MATERIAL SUPPLIED:
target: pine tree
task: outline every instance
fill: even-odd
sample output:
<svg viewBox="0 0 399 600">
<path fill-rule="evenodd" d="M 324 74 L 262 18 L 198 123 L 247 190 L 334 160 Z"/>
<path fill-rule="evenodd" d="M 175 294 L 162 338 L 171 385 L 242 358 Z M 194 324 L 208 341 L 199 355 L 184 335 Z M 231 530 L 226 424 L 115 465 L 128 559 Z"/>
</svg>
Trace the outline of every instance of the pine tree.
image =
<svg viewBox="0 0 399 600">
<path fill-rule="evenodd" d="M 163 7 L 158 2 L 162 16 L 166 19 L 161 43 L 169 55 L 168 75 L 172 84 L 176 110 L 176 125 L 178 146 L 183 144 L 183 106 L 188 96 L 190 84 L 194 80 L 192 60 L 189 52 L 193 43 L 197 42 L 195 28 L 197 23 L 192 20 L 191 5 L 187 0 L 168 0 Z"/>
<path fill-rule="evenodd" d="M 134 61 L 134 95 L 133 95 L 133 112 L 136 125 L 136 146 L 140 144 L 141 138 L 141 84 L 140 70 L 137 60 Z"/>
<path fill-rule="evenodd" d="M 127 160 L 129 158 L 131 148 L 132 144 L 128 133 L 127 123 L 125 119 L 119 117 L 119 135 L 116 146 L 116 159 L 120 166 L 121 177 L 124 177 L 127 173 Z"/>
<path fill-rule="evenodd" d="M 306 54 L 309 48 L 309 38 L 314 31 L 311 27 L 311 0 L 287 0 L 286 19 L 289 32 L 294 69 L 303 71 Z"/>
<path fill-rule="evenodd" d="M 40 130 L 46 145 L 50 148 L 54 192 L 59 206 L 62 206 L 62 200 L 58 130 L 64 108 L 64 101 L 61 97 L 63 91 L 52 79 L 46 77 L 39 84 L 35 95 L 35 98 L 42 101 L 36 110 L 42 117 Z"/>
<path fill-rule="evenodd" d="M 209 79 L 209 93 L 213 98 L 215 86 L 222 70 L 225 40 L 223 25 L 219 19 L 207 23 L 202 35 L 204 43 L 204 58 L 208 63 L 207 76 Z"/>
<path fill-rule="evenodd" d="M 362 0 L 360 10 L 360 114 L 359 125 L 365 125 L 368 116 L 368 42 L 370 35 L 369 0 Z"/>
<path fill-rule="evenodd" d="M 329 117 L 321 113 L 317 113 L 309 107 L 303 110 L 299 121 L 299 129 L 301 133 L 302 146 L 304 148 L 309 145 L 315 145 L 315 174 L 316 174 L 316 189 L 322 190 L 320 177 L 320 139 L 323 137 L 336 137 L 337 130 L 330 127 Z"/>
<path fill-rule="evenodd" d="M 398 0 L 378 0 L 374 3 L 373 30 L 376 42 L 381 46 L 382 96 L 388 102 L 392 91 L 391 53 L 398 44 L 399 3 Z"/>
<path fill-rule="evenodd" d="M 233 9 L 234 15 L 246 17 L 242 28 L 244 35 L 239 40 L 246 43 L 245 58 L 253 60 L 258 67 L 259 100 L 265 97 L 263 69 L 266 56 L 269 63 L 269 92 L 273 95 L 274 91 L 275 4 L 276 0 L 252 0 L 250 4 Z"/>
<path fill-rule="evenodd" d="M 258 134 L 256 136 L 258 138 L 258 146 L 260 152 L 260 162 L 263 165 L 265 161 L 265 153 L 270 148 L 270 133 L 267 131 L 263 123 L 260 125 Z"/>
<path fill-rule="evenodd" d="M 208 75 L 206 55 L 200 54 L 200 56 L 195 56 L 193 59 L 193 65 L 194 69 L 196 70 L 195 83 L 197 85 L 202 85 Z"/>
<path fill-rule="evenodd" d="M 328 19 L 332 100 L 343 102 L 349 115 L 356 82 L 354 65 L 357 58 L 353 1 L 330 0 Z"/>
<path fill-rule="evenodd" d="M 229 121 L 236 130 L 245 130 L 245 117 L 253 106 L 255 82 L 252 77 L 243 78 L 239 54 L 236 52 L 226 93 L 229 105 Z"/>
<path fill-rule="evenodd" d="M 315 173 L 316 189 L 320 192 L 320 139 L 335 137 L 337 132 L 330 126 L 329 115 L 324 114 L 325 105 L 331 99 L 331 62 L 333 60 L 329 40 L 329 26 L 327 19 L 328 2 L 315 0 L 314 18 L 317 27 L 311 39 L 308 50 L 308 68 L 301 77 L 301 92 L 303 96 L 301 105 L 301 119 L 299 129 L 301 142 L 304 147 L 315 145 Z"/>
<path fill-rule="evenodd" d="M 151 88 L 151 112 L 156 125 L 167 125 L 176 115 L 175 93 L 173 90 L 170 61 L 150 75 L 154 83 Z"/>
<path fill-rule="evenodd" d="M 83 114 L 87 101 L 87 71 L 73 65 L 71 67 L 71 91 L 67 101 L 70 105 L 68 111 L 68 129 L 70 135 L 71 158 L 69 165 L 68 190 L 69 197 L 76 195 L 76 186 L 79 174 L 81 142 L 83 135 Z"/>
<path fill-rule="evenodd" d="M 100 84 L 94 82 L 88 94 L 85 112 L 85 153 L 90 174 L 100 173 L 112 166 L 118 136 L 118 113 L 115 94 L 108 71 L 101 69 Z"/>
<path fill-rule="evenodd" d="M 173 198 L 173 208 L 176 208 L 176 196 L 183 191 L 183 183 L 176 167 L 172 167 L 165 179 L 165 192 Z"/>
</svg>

WHAT YOU SHOULD DO: Print all of the material above again, line for line, without changing anything.

ANSWER:
target: pine tree
task: outline every instance
fill: even-odd
sample output:
<svg viewBox="0 0 399 600">
<path fill-rule="evenodd" d="M 324 74 L 262 18 L 198 123 L 247 190 L 334 160 Z"/>
<path fill-rule="evenodd" d="M 175 294 L 162 338 L 171 385 L 242 358 Z M 194 324 L 208 341 L 199 355 L 184 335 Z M 231 530 L 226 424 L 115 465 L 128 559 Z"/>
</svg>
Trace the outline of every instance of the pine tree.
image =
<svg viewBox="0 0 399 600">
<path fill-rule="evenodd" d="M 163 7 L 158 2 L 162 16 L 166 19 L 161 43 L 169 55 L 168 75 L 172 84 L 176 110 L 176 125 L 178 146 L 183 144 L 183 106 L 188 96 L 190 84 L 194 80 L 192 60 L 189 52 L 193 43 L 197 42 L 195 28 L 197 23 L 192 20 L 191 5 L 187 0 L 168 0 Z"/>
<path fill-rule="evenodd" d="M 134 61 L 134 95 L 133 95 L 133 112 L 136 125 L 136 146 L 140 144 L 141 138 L 141 84 L 140 70 L 137 60 Z"/>
<path fill-rule="evenodd" d="M 127 160 L 129 158 L 131 148 L 132 144 L 128 133 L 127 123 L 125 119 L 119 117 L 119 135 L 116 146 L 116 159 L 120 166 L 121 177 L 124 177 L 127 173 Z"/>
<path fill-rule="evenodd" d="M 306 54 L 309 48 L 309 38 L 314 31 L 311 27 L 311 0 L 287 0 L 286 19 L 289 32 L 294 69 L 303 71 Z"/>
<path fill-rule="evenodd" d="M 40 130 L 46 145 L 50 148 L 54 192 L 59 206 L 62 206 L 62 200 L 58 130 L 64 108 L 64 101 L 61 97 L 63 91 L 52 79 L 46 77 L 39 84 L 35 95 L 35 98 L 42 101 L 36 110 L 42 117 Z"/>
<path fill-rule="evenodd" d="M 209 79 L 209 93 L 213 98 L 215 86 L 222 70 L 225 40 L 223 25 L 219 19 L 207 23 L 202 35 L 204 43 L 204 58 L 208 63 L 207 76 Z"/>
<path fill-rule="evenodd" d="M 362 0 L 360 10 L 360 114 L 359 125 L 365 125 L 368 116 L 368 42 L 370 35 L 369 0 Z"/>
<path fill-rule="evenodd" d="M 329 117 L 321 113 L 317 113 L 309 107 L 303 110 L 299 121 L 299 129 L 301 133 L 302 146 L 304 148 L 309 145 L 315 145 L 315 174 L 316 174 L 316 189 L 322 190 L 320 177 L 320 139 L 323 137 L 336 137 L 337 130 L 330 127 Z"/>
<path fill-rule="evenodd" d="M 398 0 L 378 0 L 374 3 L 373 30 L 376 42 L 381 46 L 382 96 L 388 102 L 392 91 L 391 53 L 398 44 L 399 3 Z"/>
<path fill-rule="evenodd" d="M 233 9 L 234 15 L 246 17 L 242 28 L 244 35 L 239 40 L 246 43 L 245 58 L 253 60 L 258 67 L 259 100 L 265 97 L 263 69 L 266 56 L 269 63 L 269 92 L 273 95 L 274 91 L 275 4 L 276 0 L 252 0 L 250 4 Z"/>
<path fill-rule="evenodd" d="M 258 134 L 256 136 L 258 138 L 258 146 L 260 152 L 260 162 L 263 165 L 265 161 L 265 153 L 270 148 L 270 133 L 267 131 L 263 123 L 260 125 Z"/>
<path fill-rule="evenodd" d="M 208 75 L 206 55 L 200 54 L 200 56 L 195 56 L 193 59 L 193 65 L 194 69 L 196 70 L 195 83 L 197 85 L 202 85 Z"/>
<path fill-rule="evenodd" d="M 328 19 L 332 100 L 343 102 L 349 115 L 356 82 L 354 65 L 357 58 L 353 1 L 330 0 Z"/>
<path fill-rule="evenodd" d="M 229 121 L 236 130 L 245 130 L 245 117 L 253 106 L 255 82 L 252 77 L 243 78 L 239 54 L 236 52 L 226 93 L 229 105 Z"/>
<path fill-rule="evenodd" d="M 315 173 L 316 189 L 320 192 L 320 139 L 335 137 L 337 132 L 330 126 L 329 115 L 324 114 L 325 105 L 331 99 L 331 62 L 333 60 L 329 40 L 329 26 L 327 19 L 328 2 L 315 0 L 314 18 L 317 27 L 311 39 L 308 50 L 308 68 L 301 77 L 301 92 L 303 96 L 301 105 L 301 119 L 299 129 L 301 142 L 304 147 L 315 145 Z"/>
<path fill-rule="evenodd" d="M 151 88 L 151 112 L 156 125 L 167 125 L 176 115 L 175 93 L 173 90 L 170 61 L 150 75 L 154 83 Z"/>
<path fill-rule="evenodd" d="M 83 114 L 87 101 L 87 71 L 73 65 L 71 67 L 71 91 L 67 101 L 70 105 L 68 111 L 68 129 L 70 135 L 71 158 L 69 165 L 68 190 L 69 197 L 76 195 L 76 186 L 79 174 L 81 142 L 83 135 Z"/>
<path fill-rule="evenodd" d="M 100 84 L 94 82 L 88 94 L 85 112 L 85 153 L 90 174 L 100 173 L 112 166 L 118 136 L 118 113 L 115 94 L 108 71 L 101 69 Z"/>
<path fill-rule="evenodd" d="M 173 198 L 173 208 L 176 208 L 176 196 L 183 191 L 183 183 L 176 167 L 172 167 L 165 179 L 165 192 Z"/>
</svg>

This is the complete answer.